Problem to solve
Render all of the lines below as a two-column CSV headed request and answer, with one row per request. Put the request text and its answer each in a single quoted field, and replace any line breaks with spaces.

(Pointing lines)
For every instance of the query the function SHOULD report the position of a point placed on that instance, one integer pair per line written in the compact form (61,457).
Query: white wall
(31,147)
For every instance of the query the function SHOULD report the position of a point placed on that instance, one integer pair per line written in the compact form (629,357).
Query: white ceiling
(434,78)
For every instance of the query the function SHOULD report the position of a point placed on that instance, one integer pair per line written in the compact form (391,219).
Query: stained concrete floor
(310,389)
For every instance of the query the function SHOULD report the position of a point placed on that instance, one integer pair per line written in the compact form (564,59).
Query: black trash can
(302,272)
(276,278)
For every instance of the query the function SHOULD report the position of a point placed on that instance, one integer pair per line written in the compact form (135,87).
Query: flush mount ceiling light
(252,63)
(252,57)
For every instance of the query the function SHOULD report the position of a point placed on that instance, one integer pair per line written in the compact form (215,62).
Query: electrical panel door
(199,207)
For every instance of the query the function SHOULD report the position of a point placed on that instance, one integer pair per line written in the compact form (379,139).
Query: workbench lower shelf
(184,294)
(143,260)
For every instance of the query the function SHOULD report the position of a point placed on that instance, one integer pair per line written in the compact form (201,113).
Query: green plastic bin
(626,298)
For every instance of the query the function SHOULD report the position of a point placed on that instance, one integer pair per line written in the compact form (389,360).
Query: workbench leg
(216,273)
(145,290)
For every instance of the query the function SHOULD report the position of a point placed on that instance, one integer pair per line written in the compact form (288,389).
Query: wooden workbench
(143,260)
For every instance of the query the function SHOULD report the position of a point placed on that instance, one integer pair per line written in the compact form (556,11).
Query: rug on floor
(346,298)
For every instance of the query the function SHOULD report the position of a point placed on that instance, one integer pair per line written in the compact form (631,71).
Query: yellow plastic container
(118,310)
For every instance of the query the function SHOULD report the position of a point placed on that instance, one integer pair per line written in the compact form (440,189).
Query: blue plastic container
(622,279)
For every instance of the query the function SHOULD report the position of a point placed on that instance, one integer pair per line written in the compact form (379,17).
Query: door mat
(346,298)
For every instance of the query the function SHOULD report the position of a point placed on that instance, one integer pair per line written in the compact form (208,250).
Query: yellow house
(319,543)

Complete response
request,answer
"For every instance of the query the function SHOULD report the position of a point placed on that instance, one integer pair per line written in the compact form (61,457). Query: white wall","(31,147)"
"For every instance of the query the function SHOULD report the position of a point placed on that instance, one integer pair per line written in the compact form (629,357). Query: white ceiling","(434,78)"
"For every instance of the query the function SHOULD report the position of a point placed on that instance, one integer pair per line written in the compact form (391,219). Query: stained concrete floor","(310,389)"
"For every instance of the query the function SHOULD report the position of a point placed on that instance, one integer pair per line written in the compact form (564,59). Query: black trash can","(302,272) (276,278)"
"For every instance of the query the function SHOULD report the position of a point placed on that instance, one integer pair per line written in the compact form (135,87). Query: flush mount ceiling light","(252,63) (252,57)"
"For every instance of the query the function SHOULD report the position of a point placed on that instance, one integer pair per line written in the compact form (215,62). Query: electrical panel door","(199,207)"
"For every instance of the query the function SHOULD report the position of a point placed on that instance, one integer pair per line written in the compact form (379,139). Query: workbench lower shelf","(184,294) (143,260)"
"For every instance of the query the function SHOULD report the position of a point placed on that instance, one integer pair per line written in the compact form (201,113). Query: green plastic bin","(626,298)"
"For every instance of the query the function SHOULD report the position of a point placed on that instance, one integer pair per line written in the compact form (389,360). Query: workbench leg","(216,273) (145,290)"
"For every instance of the query the function SHOULD report the position of a point placed on that instance, one integer pair per line written in the compact form (288,389). Query: wooden workbench","(143,260)"
"For every instance of the query the function SHOULD report the position of a point placed on that instance, one integer pair per line written in the compact form (556,11). Query: rug on floor","(346,298)"
"For every instance of the query the function SHOULD report the position of a point placed on that instance, one integer pair per line written in the compact form (631,71). Query: yellow plastic container","(118,310)"
"For every instance of the query the function SHOULD report the position of a point placed on that instance, one integer pair per line written in the compact form (440,189). Query: blue plastic container","(622,279)"
"For every instance of the query the function SHOULD report the position of a point placed on that instance, one integer pair per line written in the compact form (379,17). Query: door mat","(346,298)"
"For every instance of the query the function SHOULD report the position of a point placed on that instance, one integer pair per line written in the compact form (208,250). Query: yellow house","(319,543)"